- _Work to be completed_
Find the line with "In this picture, where can the patterned" in the data below, then restate it and all remaining lines exactly, adding nothing.

- _Saved entries_

>>

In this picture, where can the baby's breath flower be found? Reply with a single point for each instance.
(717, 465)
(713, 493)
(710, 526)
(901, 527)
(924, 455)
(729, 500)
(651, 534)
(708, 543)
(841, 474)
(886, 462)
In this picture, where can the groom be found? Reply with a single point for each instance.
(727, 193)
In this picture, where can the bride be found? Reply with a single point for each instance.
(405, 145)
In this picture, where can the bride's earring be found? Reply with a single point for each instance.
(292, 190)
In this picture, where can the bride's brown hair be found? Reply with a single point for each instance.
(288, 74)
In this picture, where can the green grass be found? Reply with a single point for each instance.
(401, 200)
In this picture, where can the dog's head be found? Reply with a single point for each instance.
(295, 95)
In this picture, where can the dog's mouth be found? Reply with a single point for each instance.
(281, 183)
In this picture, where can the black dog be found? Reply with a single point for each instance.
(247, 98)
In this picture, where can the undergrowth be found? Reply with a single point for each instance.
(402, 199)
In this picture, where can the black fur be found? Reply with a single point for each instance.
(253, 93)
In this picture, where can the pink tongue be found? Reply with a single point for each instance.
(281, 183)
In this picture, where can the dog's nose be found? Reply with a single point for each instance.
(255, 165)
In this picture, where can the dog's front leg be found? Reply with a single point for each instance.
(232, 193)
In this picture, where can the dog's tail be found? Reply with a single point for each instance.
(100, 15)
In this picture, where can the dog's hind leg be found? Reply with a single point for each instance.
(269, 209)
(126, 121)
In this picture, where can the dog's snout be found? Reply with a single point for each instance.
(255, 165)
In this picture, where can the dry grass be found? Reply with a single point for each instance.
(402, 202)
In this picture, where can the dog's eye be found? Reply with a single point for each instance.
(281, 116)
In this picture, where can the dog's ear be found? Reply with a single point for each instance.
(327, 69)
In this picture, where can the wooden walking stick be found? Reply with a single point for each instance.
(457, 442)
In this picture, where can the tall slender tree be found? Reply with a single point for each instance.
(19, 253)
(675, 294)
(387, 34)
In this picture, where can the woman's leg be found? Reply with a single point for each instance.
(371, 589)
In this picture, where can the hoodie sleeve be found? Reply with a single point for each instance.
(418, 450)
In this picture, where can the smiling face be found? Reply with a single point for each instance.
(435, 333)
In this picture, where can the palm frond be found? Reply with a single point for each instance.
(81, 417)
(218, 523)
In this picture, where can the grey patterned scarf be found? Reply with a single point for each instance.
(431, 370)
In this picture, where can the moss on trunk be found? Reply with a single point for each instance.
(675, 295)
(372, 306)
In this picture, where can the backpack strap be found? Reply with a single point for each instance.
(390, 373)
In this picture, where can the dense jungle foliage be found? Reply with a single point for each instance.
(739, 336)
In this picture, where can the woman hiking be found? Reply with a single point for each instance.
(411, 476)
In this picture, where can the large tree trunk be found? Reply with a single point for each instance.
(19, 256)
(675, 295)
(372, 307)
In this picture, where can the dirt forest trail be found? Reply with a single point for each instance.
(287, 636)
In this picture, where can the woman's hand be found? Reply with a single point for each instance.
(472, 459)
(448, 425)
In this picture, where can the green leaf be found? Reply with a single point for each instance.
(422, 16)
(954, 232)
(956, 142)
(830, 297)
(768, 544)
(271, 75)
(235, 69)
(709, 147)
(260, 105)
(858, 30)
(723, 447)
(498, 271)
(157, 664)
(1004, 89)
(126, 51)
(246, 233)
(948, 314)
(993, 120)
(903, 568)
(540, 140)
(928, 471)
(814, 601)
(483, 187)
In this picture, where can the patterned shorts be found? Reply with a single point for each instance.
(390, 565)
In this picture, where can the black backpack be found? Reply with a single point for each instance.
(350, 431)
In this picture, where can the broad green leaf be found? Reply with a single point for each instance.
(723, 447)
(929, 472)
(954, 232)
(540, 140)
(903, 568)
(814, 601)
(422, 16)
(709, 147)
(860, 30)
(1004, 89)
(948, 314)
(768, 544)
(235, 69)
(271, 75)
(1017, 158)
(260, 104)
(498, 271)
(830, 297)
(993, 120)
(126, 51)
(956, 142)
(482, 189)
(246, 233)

<<

- _Task output_
In this picture, where can the patterned shorts be found? Reply with a single point for each instance.
(390, 565)
In this picture, where can the black backpack be found? Reply with a single point for each instance.
(350, 431)
In this picture, where can the broad green leaf be found? Reply with a single point for each instance.
(723, 447)
(929, 472)
(954, 232)
(540, 140)
(903, 568)
(814, 601)
(422, 16)
(709, 147)
(860, 30)
(1004, 89)
(948, 314)
(768, 544)
(235, 69)
(271, 75)
(1017, 158)
(260, 104)
(498, 271)
(830, 297)
(993, 120)
(126, 51)
(956, 142)
(482, 189)
(246, 233)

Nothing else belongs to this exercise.